[Start of Attachment]

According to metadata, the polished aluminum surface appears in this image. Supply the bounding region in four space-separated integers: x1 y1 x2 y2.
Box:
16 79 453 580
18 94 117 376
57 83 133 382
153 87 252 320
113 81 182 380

[End of Attachment]

* _TASK PROMPT_: Set down the material above in full, keeping each line exactly as it is.

* _EXERCISE RESPONSE_:
According to metadata, the polished aluminum surface appears in this image. Supply the bounding region in four space-separated integers: x1 y1 x2 y2.
Box:
16 79 453 580
18 94 117 376
57 83 133 382
153 87 252 320
113 81 182 380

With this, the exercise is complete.